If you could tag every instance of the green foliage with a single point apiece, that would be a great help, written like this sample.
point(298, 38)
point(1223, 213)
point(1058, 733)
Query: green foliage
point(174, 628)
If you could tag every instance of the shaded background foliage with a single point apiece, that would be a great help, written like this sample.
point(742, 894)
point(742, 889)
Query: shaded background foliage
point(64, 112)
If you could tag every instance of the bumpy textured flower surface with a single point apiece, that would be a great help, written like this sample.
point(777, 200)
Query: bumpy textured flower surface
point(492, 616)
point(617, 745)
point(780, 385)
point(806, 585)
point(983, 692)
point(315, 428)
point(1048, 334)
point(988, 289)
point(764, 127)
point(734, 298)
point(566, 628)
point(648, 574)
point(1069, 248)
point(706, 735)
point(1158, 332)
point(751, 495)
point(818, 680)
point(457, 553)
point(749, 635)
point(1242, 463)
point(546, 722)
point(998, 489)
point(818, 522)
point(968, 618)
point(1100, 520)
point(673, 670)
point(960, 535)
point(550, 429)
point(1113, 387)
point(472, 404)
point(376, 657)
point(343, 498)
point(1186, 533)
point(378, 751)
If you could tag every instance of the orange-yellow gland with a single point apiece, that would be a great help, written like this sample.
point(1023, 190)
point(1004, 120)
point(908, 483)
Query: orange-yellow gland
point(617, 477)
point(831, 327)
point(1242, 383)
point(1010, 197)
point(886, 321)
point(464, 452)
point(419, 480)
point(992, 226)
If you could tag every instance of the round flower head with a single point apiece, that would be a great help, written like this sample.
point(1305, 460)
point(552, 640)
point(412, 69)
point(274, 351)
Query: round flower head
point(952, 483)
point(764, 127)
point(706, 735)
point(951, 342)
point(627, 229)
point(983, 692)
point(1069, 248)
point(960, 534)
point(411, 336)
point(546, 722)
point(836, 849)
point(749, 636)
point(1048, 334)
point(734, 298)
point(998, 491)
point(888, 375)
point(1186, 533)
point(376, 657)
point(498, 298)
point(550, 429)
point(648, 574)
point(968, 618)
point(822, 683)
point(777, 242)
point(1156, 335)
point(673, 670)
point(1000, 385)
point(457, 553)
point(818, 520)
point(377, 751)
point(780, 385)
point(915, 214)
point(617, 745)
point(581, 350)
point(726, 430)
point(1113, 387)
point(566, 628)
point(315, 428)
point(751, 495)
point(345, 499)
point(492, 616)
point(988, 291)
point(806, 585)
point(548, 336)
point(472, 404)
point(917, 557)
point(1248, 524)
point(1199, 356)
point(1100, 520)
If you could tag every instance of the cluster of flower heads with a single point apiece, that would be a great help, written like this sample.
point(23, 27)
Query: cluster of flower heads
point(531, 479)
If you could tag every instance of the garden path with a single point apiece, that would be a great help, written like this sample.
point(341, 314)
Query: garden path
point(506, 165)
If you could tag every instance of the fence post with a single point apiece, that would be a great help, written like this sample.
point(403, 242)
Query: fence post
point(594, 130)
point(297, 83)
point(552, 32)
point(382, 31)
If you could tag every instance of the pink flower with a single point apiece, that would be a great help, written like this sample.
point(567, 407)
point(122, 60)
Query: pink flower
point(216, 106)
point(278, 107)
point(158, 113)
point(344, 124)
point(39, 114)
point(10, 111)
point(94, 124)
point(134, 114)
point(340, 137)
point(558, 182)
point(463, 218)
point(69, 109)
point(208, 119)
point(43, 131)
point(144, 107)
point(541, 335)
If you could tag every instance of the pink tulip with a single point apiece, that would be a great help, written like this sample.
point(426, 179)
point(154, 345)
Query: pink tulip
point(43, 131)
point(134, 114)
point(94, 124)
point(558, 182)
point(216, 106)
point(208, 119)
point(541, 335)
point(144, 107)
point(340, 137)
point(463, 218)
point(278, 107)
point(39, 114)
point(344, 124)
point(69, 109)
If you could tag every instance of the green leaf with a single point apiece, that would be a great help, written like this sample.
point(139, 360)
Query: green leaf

──────────

WORK ORDER:
Emit the full listing verbatim.

RESPONSE TO THE EXERCISE:
If you could tag every instance of the green foliage with a single point apiece, that would be a great help, written like this sample.
point(298, 38)
point(1223, 213)
point(1058, 733)
Query: green foliage
point(174, 628)
If you could tag every instance of the shaded background foliage with a single point apiece, that would be a great help, written like this sample.
point(742, 894)
point(742, 889)
Query: shaded background foliage
point(64, 112)
If you could tag every instance of the bumpy textured flower surface with a single point apiece, that would be a great help, written like this sample.
point(777, 200)
Query: bumpy textured flower surface
point(492, 616)
point(617, 745)
point(780, 385)
point(806, 585)
point(983, 692)
point(315, 428)
point(1048, 334)
point(988, 289)
point(764, 127)
point(734, 298)
point(566, 628)
point(648, 574)
point(1069, 248)
point(706, 735)
point(1158, 332)
point(751, 495)
point(818, 680)
point(457, 553)
point(749, 635)
point(1242, 463)
point(546, 722)
point(998, 489)
point(818, 522)
point(968, 618)
point(1100, 520)
point(673, 670)
point(960, 535)
point(550, 429)
point(1113, 387)
point(472, 404)
point(376, 657)
point(343, 498)
point(1186, 533)
point(378, 751)
If you could tag every instance of the orange-yellow gland with a single point apiece, that would be a great help, written like this sample.
point(1023, 190)
point(1004, 120)
point(908, 483)
Query: orange-yellow gland
point(617, 477)
point(831, 327)
point(1242, 383)
point(1010, 197)
point(886, 321)
point(464, 452)
point(419, 480)
point(992, 226)
If you could tag every instance of the round flower head with a single point apiece, that would be a great help, written like this sample.
point(1305, 460)
point(552, 640)
point(412, 69)
point(274, 351)
Query: round flower head
point(952, 483)
point(764, 127)
point(706, 735)
point(951, 342)
point(627, 229)
point(983, 692)
point(1069, 248)
point(960, 534)
point(411, 336)
point(546, 722)
point(836, 849)
point(749, 636)
point(1048, 334)
point(734, 298)
point(998, 491)
point(888, 375)
point(1186, 533)
point(376, 657)
point(498, 298)
point(550, 429)
point(648, 574)
point(968, 618)
point(822, 683)
point(777, 242)
point(1156, 335)
point(673, 670)
point(1000, 385)
point(457, 553)
point(818, 520)
point(377, 751)
point(780, 385)
point(915, 214)
point(617, 745)
point(581, 350)
point(726, 430)
point(1113, 387)
point(566, 628)
point(315, 428)
point(751, 495)
point(345, 499)
point(492, 616)
point(988, 291)
point(806, 585)
point(548, 336)
point(472, 404)
point(917, 557)
point(1248, 524)
point(1199, 356)
point(1100, 520)
If you could tag every instance of the cluster of flower heads with a single point apiece, that would be a great help, written like this sample.
point(23, 27)
Query: cluster of flower heads
point(531, 479)
If you could tag every instance of the garden path with a single point apiece, that would be a great help, written like this sample.
point(341, 314)
Query: garden path
point(506, 165)
If you could tag every instance of the fence post with a single point apiece, that would be a great help, written like this sample.
point(403, 242)
Query: fence post
point(594, 130)
point(297, 83)
point(552, 32)
point(382, 31)
If you could tag every instance of the pink flower with a single point apiece, that would be a great help, written like this sample.
point(567, 407)
point(122, 60)
Query: pink flower
point(216, 106)
point(278, 107)
point(158, 113)
point(344, 124)
point(39, 114)
point(10, 111)
point(94, 124)
point(134, 114)
point(340, 137)
point(558, 182)
point(463, 218)
point(69, 109)
point(208, 119)
point(43, 131)
point(144, 107)
point(541, 335)
If you could tag every instance of the pink tulip with a single point apiece, that would be a great help, written like this sample.
point(426, 179)
point(154, 345)
Query: pink tulip
point(43, 131)
point(134, 114)
point(94, 124)
point(558, 182)
point(216, 106)
point(208, 119)
point(541, 335)
point(144, 107)
point(340, 137)
point(463, 218)
point(278, 107)
point(39, 114)
point(344, 124)
point(69, 109)
If you could tag every instance of the green leaf with a single point apiece, that would be a great help, written like this sample.
point(139, 360)
Query: green leaf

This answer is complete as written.